> [TASK DIRECTIONS]: Could you retype the records below exactly as they appear, skipping any pictures?
##### INFORMATION SHOWN #####
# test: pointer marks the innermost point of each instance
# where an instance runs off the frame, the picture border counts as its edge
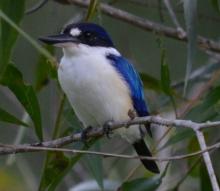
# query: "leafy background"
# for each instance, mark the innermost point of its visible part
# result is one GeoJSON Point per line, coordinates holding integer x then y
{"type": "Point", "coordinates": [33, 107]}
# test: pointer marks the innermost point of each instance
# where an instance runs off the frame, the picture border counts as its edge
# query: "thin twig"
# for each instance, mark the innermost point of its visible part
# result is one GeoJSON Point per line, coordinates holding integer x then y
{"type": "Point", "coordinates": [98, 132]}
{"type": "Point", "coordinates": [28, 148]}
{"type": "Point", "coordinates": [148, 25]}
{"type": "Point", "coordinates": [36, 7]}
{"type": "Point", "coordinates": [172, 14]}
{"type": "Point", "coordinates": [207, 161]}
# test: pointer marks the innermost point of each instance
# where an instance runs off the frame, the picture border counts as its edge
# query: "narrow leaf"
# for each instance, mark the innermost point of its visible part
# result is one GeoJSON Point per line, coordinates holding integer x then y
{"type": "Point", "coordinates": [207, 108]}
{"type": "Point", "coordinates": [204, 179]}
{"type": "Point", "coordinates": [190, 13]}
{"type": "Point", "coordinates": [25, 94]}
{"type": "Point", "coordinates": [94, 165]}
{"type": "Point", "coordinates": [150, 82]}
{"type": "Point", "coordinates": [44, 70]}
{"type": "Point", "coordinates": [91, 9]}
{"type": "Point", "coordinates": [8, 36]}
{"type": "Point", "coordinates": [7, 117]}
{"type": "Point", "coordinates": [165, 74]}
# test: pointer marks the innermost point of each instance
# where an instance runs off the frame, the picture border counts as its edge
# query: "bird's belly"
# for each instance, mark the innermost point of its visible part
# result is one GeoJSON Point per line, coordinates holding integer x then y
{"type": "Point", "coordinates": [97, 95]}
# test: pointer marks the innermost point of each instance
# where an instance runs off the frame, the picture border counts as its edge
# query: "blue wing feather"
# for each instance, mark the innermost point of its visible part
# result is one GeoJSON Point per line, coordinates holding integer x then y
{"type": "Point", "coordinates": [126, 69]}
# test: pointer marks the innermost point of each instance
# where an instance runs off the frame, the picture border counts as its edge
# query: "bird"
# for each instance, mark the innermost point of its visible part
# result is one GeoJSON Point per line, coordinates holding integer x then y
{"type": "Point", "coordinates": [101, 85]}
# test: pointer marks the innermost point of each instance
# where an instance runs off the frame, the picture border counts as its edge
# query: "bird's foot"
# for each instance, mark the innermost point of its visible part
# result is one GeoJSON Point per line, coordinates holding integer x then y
#####
> [SOLUTION]:
# test: pointer marks the innermost point of each instance
# where an instance runs off the frame, the picture border counts as its edge
# query: "leafy background"
# for each instance, mark the innermost point of its visible part
# result is one GeoJSON Point per line, coordinates holding integer x then y
{"type": "Point", "coordinates": [33, 107]}
# test: pointer marks the innermost point of each instance
# where an instance runs off the frame, the picture border counts as its edge
# query: "thin twig"
# for each instance, mark the innermost point of its visible part
# result is one GeoJSON Point per line, coordinates holding integer x then y
{"type": "Point", "coordinates": [98, 132]}
{"type": "Point", "coordinates": [28, 148]}
{"type": "Point", "coordinates": [148, 25]}
{"type": "Point", "coordinates": [36, 7]}
{"type": "Point", "coordinates": [172, 14]}
{"type": "Point", "coordinates": [207, 161]}
# test: pointer marks the innermost point of each instance
# where an instance runs off the frame, the picture border counts as its edge
# query: "narrow leaf"
# for each instance, mark the innermost point of its visible part
# result is one GeoJSON Point per line, coordinates holding integer x then y
{"type": "Point", "coordinates": [207, 108]}
{"type": "Point", "coordinates": [204, 179]}
{"type": "Point", "coordinates": [190, 13]}
{"type": "Point", "coordinates": [25, 94]}
{"type": "Point", "coordinates": [94, 165]}
{"type": "Point", "coordinates": [150, 82]}
{"type": "Point", "coordinates": [44, 70]}
{"type": "Point", "coordinates": [91, 9]}
{"type": "Point", "coordinates": [8, 36]}
{"type": "Point", "coordinates": [7, 117]}
{"type": "Point", "coordinates": [165, 74]}
# test: pointer marks the innermost point of each instance
# where an instance runs off the frame, the picture border counts as its edge
# query: "bird's belly"
# for each instance, mark the innermost point of its visible part
# result is one GeoJSON Point per line, coordinates holding integer x then y
{"type": "Point", "coordinates": [97, 95]}
# test: pointer marks the innermost point of each instance
# where an instance runs off the frame, the picture border counts as its edge
# query: "blue wing feather"
# for each instance, mark the innermost point of its visible part
# result is one GeoJSON Point per line, coordinates holding integer x then y
{"type": "Point", "coordinates": [126, 69]}
# test: pointer marks the innermost point of each instance
# where an instance runs off the frame, the picture border counts as its edge
# query: "bird"
# for each instance, mark the innermost point of its visible part
# result is one GeoJSON Point per line, coordinates holding integer x then y
{"type": "Point", "coordinates": [101, 85]}
# test: pointer marks the innermost point of each instance
# where an instance runs off the frame, the picture border counts as its edge
# query: "bird's foot"
# for each instance, mark the innermost point of its visible part
# result is one GeoJSON Point per line, coordinates holding integer x then y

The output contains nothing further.